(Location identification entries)
+ + +

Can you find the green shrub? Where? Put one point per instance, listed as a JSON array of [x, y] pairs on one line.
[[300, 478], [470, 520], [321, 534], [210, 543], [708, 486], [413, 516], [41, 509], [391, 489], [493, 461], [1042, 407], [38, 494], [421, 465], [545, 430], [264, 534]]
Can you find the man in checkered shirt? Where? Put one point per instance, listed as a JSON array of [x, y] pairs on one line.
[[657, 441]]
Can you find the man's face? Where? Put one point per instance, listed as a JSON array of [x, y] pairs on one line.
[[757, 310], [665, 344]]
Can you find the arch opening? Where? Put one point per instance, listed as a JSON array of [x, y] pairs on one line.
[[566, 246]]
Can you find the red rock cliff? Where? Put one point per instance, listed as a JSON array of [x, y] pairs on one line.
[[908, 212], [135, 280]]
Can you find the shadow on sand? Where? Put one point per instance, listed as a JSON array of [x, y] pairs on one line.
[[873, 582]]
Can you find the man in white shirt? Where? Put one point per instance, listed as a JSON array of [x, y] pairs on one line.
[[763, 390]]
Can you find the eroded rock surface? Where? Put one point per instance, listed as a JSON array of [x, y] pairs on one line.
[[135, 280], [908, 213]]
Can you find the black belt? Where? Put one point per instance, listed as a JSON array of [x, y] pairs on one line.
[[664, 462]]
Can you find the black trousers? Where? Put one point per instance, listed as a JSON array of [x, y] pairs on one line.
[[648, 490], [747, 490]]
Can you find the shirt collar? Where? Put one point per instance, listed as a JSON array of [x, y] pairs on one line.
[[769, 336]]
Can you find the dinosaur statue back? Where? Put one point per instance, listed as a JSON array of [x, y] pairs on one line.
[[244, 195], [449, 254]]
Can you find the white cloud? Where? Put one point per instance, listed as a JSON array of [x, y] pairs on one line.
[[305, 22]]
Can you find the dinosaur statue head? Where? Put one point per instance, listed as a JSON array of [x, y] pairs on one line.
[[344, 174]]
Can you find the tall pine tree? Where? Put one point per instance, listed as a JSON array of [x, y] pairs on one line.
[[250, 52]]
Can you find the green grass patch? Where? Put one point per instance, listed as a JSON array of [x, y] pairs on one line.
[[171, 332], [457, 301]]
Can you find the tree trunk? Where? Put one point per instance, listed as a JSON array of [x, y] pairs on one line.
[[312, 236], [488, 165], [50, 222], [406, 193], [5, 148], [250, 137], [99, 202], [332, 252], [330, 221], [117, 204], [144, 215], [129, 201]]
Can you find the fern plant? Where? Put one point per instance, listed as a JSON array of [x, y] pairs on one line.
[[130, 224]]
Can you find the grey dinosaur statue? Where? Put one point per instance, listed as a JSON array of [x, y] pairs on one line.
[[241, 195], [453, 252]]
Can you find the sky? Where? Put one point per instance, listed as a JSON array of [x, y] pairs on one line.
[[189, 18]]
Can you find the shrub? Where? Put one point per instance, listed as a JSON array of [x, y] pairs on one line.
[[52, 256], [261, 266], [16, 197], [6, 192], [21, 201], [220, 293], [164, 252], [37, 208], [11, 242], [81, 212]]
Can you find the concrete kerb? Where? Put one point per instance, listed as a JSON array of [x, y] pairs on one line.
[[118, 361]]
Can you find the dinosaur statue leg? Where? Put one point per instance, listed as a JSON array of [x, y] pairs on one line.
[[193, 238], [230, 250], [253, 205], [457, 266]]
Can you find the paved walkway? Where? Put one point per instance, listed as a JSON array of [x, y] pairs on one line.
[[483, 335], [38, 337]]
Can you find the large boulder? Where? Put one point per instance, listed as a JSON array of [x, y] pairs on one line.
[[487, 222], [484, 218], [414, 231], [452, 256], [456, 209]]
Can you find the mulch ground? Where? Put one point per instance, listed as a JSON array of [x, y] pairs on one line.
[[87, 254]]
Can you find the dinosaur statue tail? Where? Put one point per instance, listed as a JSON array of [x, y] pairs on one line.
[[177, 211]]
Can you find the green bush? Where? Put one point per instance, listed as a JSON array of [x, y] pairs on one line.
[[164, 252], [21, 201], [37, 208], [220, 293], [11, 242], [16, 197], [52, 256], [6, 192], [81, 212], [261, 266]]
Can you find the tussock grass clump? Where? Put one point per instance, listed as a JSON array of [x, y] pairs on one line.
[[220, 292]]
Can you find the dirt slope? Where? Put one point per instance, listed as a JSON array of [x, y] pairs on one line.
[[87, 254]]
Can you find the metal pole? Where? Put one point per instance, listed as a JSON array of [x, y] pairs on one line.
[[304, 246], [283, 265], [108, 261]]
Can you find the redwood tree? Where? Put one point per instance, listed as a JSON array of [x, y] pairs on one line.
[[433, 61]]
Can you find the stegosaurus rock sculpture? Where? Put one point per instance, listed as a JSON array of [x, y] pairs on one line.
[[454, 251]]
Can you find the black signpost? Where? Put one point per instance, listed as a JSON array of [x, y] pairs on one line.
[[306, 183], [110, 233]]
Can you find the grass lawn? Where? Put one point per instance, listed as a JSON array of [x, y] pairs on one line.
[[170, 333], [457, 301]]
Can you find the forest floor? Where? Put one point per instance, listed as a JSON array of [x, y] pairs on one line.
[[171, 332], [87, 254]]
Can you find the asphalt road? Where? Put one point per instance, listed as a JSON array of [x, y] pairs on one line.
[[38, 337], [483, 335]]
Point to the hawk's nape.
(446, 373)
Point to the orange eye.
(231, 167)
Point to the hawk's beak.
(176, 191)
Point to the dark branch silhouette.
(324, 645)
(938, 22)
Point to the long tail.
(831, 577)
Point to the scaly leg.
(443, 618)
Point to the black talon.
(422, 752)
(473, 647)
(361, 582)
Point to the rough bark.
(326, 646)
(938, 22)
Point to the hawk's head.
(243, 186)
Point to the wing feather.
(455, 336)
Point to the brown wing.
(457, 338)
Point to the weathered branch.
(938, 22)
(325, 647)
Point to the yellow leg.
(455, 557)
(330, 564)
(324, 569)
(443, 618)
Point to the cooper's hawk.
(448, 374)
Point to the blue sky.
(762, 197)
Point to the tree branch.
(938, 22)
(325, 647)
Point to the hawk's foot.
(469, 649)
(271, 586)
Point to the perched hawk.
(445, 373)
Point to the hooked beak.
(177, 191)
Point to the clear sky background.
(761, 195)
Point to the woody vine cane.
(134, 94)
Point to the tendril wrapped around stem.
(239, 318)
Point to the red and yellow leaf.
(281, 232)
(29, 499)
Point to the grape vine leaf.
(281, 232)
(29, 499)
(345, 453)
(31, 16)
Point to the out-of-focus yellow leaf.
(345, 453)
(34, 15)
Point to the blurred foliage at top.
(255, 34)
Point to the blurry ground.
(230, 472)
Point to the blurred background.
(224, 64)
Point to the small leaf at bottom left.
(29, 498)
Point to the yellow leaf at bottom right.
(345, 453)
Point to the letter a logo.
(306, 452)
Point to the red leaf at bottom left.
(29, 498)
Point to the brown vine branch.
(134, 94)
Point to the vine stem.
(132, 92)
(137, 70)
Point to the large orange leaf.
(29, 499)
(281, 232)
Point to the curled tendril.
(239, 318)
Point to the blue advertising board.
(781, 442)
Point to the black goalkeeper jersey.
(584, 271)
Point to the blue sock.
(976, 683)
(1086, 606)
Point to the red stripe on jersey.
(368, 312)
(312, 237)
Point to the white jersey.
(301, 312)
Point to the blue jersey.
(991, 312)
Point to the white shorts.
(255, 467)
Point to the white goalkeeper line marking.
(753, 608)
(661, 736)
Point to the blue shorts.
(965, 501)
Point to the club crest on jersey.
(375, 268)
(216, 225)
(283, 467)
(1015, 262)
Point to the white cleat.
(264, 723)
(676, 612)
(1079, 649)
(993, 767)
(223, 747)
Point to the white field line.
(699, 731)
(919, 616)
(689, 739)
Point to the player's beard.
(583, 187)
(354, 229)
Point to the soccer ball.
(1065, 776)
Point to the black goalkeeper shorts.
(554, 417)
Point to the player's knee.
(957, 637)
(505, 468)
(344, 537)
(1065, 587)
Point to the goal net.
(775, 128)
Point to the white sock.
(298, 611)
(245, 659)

+ + +

● EXERCISE DESCRIPTION
Return the line that contains "Point to the black goalkeeper jersey." along with every line after it through the end of the entries, exactly, adding nothing.

● FINAL RESULT
Point to the black goalkeeper jersey.
(584, 271)
Point to the blue sock.
(976, 683)
(1086, 606)
Point to the red stripe on jersey.
(368, 312)
(312, 237)
Point to the white jersey.
(301, 312)
Point to the blue jersey.
(991, 312)
Point to the white shorts.
(255, 467)
Point to the white goalkeeper line marking.
(753, 608)
(661, 736)
Point to the blue shorts.
(965, 501)
Point to the club crest on jersey.
(375, 268)
(216, 225)
(283, 467)
(1015, 262)
Point to the white cleat.
(264, 723)
(676, 612)
(1079, 649)
(993, 767)
(223, 747)
Point to the white field line.
(699, 731)
(919, 616)
(689, 739)
Point to the player's beard.
(583, 187)
(354, 229)
Point to the soccer ball.
(1065, 776)
Point to the black goalkeeper shorts.
(554, 417)
Point to the player's knee.
(957, 637)
(505, 468)
(344, 537)
(1065, 587)
Point to the goal net.
(775, 128)
Point to the white sock.
(298, 611)
(245, 659)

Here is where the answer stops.